**GIVEN TEXT:**
TinyServe-vLLM

Enhanced vLLM with advanced CUDA kernel optimizations for memory management, fragmentation reduction, and query-aware cache selection.

Key Optimizations

Optimization	Improvement	Description
Query-Aware Cache Selection	30-50% throughput	Intelligent cache management based on query characteristics
Fragmentation Reduction	40-60% reduction	Advanced techniques to minimize memory fragmentation
Best-Fit Allocation	20-30% space saved	Optimized block allocation strategies
Memory Utilization	>96% (vs 60-80%)	Efficient memory usage with continuous block allocation
FlashAttention Integration	2-3x speedup	Combined FlashAttention with PagedAttention

Core Algorithms

Fragmentation Analysis

The fragmentation metric combines spatial and temporal fragmentation:

$$F_{total} = \alpha \cdot F_{spatial} + \beta \cdot F_{temporal} + \gamma \cdot F_{access}$$

where spatial fragmentation is:

$$F_{spatial} = \frac{1}{N} \sum_{i=1}^{N} \left( \frac{r_i - \bar{r}}{\bar{r}} \right)^2 \cdot \exp\left(-\frac{d_i}{\sigma^2}\right)$$

temporal fragmentation considers access patterns:

$$F_{temporal} = \sum_{t=1}^{T} w_t \cdot \left( \frac{\sum_{j=1}^{M} |A_{t,j} - A_{t-1,j}|}{M \cdot \bar{A}} \right)$$

and access-based fragmentation:

$$F_{access} = -\sum_{k=1}^{K} p_k \log_2(p_k) \cdot \frac{\text{Var}(L_k)}{\bar{L}^2}$$

where:

$r_i$: size of $i$-th free block run, $\bar{r} = \frac{1}{N}\sum_{i=1}^{N} r_i$
$d_i$: distance from optimal location, $\sigma$: spatial decay parameter
$A_{t,j}$: access frequency of block $j$ at time $t$, $w_t$: temporal weights
$p_k$: probability of accessing cache level $k$, $L_k$: latency distribution
$\alpha, \beta, \gamma$: weighting coefficients

Query-Aware Cache Selection

Multi-objective optimization for cache selection:

$$\arg\max_{c \in \mathcal{C}} \left[ \lambda_1 \cdot U(c|q) - \lambda_2 \cdot C(c) + \lambda_3 \cdot R(c) \right]$$

where utility function:

$$U(c|q) = \frac{\exp(\mathbf{w}^T \phi(q, c))}{\sum_{c' \in \mathcal{C}} \exp(\mathbf{w}^T \phi(q, c'))}$$

with feature vector:

$$\phi(q, c) = \left[ Q_{complexity}(q), A_{frequency}(c), S_{similarity}(q, c), L_{locality}(c) \right]^T$$

cost function:

$$C(c) = \alpha_1 \cdot \text{Size}(c) + \alpha_2 \cdot \text{Load}(c) + \alpha_3 \cdot \text{Latency}(c)$$

and reward function:

$$R(c) = \sum_{i=1}^{n} \gamma^{i-1} \cdot r_i(c) \cdot \mathbb{I}[\text{hit}_i]$$

where:

$q$: query, $c$: cache candidate, $\mathcal{C}$: candidate set
$\mathbf{w}$: learnable weights, $\lambda_i, \alpha_i$: trade-off parameters
$\gamma$: discount factor, $r_i$: reward at step $i$

Best-Fit Block Allocation

Multi-constraint optimization for block allocation:

$$\min_{b \in \mathcal{B}} \left\lbrace \sum_{i=1}^{m} w_i \cdot f_i(b) + \lambda \cdot |\mathbf{g}(b)|_2^2 \right\rbrace$$

subject to constraints:

$$\begin{aligned} f_1(b) &= F_{frag}(b) = \frac{\text{Var}(\text{free blocks})}{\bar{r}^2} \\ f_2(b) &= D_{locality}(b) = \sum_{j \in \text{neighbors}} \frac{1}{d(b, j)^2} \\ f_3(b) &= S_{size}(b) = \left| \frac{\text{requested} - \text{allocated}}{\text{requested}} \right| \\ f_4(b) &= T_{access}(b) = \sum_{t} \exp(-\alpha t) \cdot \text{accessCount}_{t}(b) \end{aligned}$$

with gradient penalty:

$$|\mathbf{g}(b)|_2^2 = \sum_{i=1}^{n} \left( \frac{\partial f_i}{\partial b_i} \right)^2$$

where:

$b$: block allocation, $\mathcal{B}$: feasible allocations
$w_i$: feature weights, $\lambda$: regularization coefficient
$d(b, j)$: distance between blocks, $\alpha$: temporal decay

Integration Guide

Modified Files in vLLM

csrc/tinyserve_cache_kernels.cu
csrc/tinyserve_kernels.h
csrc/cache.h
csrc/cache_kernels.cu
csrc/torch_bindings.cpp

Step-by-Step Integration

Copy TinyServe files to vLLM:

cd <vllm_root>
cp csrc/tinyserve_cache_kernels.cu csrc/
cp csrc/tinyserve_kernels.h csrc/

Apply modifications to vLLM files:
- csrc/cache.h: Add the content from patches/cache.h.patch to the end of the file
- csrc/cache_kernels.cu: Add the content from patches/cache_kernels.cu.patch to the end of the file
- csrc/torch_bindings.cpp: Add the content from patches/torch_bindings.cpp.patch inside the TORCH_LIBRARY block (after cp_gather_indexer_k_quant_cache registration)

**RECORD EXCERPTS:**
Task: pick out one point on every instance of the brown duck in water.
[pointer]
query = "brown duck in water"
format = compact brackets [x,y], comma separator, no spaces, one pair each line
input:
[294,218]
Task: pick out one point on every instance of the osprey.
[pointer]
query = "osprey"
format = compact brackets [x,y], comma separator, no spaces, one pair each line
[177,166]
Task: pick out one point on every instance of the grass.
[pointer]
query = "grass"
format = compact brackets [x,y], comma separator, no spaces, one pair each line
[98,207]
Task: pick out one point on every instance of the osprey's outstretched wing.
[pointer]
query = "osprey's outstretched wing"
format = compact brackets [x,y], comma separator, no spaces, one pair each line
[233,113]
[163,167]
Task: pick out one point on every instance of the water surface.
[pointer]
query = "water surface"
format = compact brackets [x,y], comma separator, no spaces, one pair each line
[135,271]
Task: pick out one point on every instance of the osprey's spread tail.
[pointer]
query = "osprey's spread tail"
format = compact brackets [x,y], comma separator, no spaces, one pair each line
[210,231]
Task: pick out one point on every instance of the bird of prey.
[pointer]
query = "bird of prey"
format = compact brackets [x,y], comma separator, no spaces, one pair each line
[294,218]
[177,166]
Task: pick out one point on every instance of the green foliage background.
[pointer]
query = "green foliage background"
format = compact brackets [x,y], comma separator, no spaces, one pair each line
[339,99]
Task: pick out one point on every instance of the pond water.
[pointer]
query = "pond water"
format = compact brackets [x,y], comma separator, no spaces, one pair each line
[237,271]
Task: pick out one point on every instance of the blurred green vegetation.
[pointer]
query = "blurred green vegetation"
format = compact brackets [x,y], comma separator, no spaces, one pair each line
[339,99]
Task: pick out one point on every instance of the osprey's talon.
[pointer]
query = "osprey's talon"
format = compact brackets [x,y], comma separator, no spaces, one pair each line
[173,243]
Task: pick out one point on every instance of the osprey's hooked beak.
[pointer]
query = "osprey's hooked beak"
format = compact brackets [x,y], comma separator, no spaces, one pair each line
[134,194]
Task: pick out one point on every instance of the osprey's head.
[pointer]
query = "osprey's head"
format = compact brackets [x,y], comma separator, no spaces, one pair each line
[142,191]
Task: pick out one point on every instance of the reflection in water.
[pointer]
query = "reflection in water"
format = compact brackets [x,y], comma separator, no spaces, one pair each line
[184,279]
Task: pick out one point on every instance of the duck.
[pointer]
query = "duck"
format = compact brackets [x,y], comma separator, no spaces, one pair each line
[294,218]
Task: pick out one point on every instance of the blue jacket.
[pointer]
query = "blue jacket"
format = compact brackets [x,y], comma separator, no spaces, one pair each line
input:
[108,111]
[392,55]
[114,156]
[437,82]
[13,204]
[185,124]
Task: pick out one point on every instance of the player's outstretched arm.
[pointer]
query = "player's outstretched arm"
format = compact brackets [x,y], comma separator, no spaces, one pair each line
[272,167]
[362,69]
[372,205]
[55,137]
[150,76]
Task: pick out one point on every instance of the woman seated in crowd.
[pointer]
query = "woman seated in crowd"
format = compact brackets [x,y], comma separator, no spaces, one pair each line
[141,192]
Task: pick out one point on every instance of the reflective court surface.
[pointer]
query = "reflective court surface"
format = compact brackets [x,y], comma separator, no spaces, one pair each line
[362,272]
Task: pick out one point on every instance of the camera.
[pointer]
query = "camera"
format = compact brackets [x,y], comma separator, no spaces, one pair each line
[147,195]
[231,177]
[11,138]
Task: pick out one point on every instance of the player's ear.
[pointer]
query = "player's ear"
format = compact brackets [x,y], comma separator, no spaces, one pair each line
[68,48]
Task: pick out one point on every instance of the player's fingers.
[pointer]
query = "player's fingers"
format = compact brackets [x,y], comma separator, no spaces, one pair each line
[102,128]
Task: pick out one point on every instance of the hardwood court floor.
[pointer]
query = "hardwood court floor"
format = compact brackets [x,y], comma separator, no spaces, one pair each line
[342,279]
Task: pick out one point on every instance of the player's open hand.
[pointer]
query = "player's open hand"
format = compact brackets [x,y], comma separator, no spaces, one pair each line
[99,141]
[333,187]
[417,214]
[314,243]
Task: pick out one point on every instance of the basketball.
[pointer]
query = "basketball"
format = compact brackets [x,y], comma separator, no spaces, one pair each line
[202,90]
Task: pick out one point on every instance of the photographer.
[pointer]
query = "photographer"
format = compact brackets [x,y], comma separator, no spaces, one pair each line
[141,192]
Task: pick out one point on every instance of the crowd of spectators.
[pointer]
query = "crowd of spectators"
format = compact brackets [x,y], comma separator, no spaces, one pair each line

**YOUR INSTRUCTIONS:**
Reproduce a passage of the TinyServe-vLLM text word for word, starting at the words "Step-by-Step Integration" and ending after "(after cp_gather_indexer_k_quant_cache registration)". Rely only on the TinyServe-vLLM text when working through these.

**RESULT BELOW:**
Step-by-Step Integration

Copy TinyServe files to vLLM:

cd <vllm_root>
cp csrc/tinyserve_cache_kernels.cu csrc/
cp csrc/tinyserve_kernels.h csrc/

Apply modifications to vLLM files:
- csrc/cache.h: Add the content from patches/cache.h.patch to the end of the file
- csrc/cache_kernels.cu: Add the content from patches/cache_kernels.cu.patch to the end of the file
- csrc/torch_bindings.cpp: Add the content from patches/torch_bindings.cpp.patch inside the TORCH_LIBRARY block (after cp_gather_indexer_k_quant_cache registration)